- Starring: David James Elliott; Catherine Bell; Patrick Labyorteaux; John M. Jackson; Scott Lawrence; Zoe McLellan; Karri Turner; Nanci Chambers; Randy Vasquez;
- No. of episodes: 24

Release
- Original network: CBS
- Original release: September 24, 2002 – May 20, 2003

Season chronology
- ← Previous JAG season 7 Next → JAG season 9 NCIS season 1

= JAG season 8 =

The eighth season of JAG premiered on CBS on September 24, 2002, and concluded on May 20, 2003. The season, starring David James Elliott and Catherine Bell, was produced by Belisarius Productions in association with Paramount Television.

Two episodes, "Ice Queen" and "Meltdown", also introduced the team who later appeared in the spin-off series NCIS, which became a franchise in its own right.

== Plot ==
Tenacious lawyer Lieutenant Colonel Sarah "Mac" MacKenzie (Catherine Bell), a by-the-book Marine, is tasked with prosecuting, defending, and enforcing the laws of the sea as a member of the Navy's elite Judge Advocate General Corps. Along with her partner Commander Harmon "Harm" Rabb, Jr. (David James Elliott) - a former Tomcat pilot - Mac investigates a plethora of cases including desertion ("The Promised Land"), oxygen deprivation ("In Thin Air"), sexual harassment ("Offensive Action"), a mishap aboard the USS Seahawk ("When the Bough Breaks"), and a death during surgery ("Complications"). Also this season, Bud Roberts (Patrick Labyorteaux) is injured in Afghanistan ("Critical Condition"), Petty Officer Jennifer Coates (Zoe McLellan) joins JAG ("All Ye Faithful"), Commander Theodore Lindsey (W.K. Stratton) returns ("Fortunate Son"), Clayton Webb (Steven Culp) goes missing in Paraguay ("A Tangled Webb"), and Rear Admiral A.J. Chegwidden (John M. Jackson) accidentally ejects from an F-14 Tomcat ("Heart and Soul"). Meanwhile, Lieutenant Loren Singer (Nanci Chambers) is murdered ("Ice Queen"), placing Leroy Jethro Gibbs (Mark Harmon) and his NCIS team directly in Harm's way ("Meltdown").

== Production ==
In January 2003, CBS president Leslie Moonves announced that JAG executive producer and showrunner Donald P. Bellisario was developing a JAG spin-off, based on the work of the Naval Criminal Investigative Service. Tentatively titled Navy CIS, the series premiered during the JAG episodes "Ice Queen" and "Meltdown". Also this season, Dean Stockwell joins the cast as his First Monday character Senator Edward Sheffield.

• WHAT YOU WILL DO: Resume the article on JAG's eighth season from its last sentence, writing the next part in the same encyclopedic style.

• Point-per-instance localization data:

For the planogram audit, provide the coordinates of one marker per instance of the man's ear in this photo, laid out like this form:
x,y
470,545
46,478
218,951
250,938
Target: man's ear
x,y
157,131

• EXERCISE ANSWER:
== Episodes ==

| No. overall | No. in season | Title | Directed by | Written by | Original release date | Prod. code | US viewers (millions) |
| 159 | 1 | "Critical Condition" | Jeannot Szwarc | Story by : Donald P. Bellisario and Charles Holland Teleplay by : Charles Holland | September 24, 2002 | 159 | 16.13 |
Part 3 of 3 : During events in "Enemy Below," Bud and Coates's trip to Afghanistan took a turn for the worse when Bud attempted to save a young Afghan boy from a minefield. Bud is left badly injured with his right leg being lost after he stepped on a landmine. As the JAG staff wait for news about his condition, everyone recalls their various meetings with Bud that have occurred over the last several years. Admiral Chegwidden and Lieutenant Singer both testify before the Senate Select Committee on Intelligence about the dirty bomb attack that was stopped, with the outcome eventually costing Alexander Nelson his job as SECNAV.
| 160 | 2 | "The Promised Land" | Scott Brazil | Dana Coen | October 1, 2002 | 160 | 14.81 |
Harm and Mac are tasked with defending a Marine who converted to Judaism, deserted his unit after facing prejudice from them and his family and joined the Israeli Army. Turner is joined by Singer on the case and ultimately is disgusted by her attitude and actions. Bud returns home to begin rehabilitation after losing part of his leg in Afghanistan and is subsequently awarded the Purple Heart while Singer receives new orders.
| 161 | 3 | "Family Business" | Bradford May | Steven Smith | October 8, 2002 | 161 | 14.82 |
Harm defends a Marine Gunnery Sergeant accused of murdering his wife but the man's refusal to let his young son testify hampers the Gunnery Sergeant's own claims of self-defense. Singer leaves and everyone's happy to see her go except for Sergei, which doesn't make Harm happy. Bud's father, Big Bud Roberts (Jeff MacKay) gets over himself and finally arrives at the hospital to help his son with rehab.
| 162 | 4 | "Dangerous Game" | Terrence O'Hara | John Chambers | October 15, 2002 | 162 | 15.03 |
After events in "Critical Condition," U.S. Senator Edward Sheffield begins his tenure as the new Secretary of the Navy, having been sworn in to replace Alexander Nelson, Harm finds himself partnered with a new JAG officer, Lieutenant Commander Tracy Manetti as Harm and Manetti find themselves prosecuting a Navy SEAL accused of recklessness during a wargame exercise which killed a civilian deputy sheriff while Mac and Turner defend the SEAL.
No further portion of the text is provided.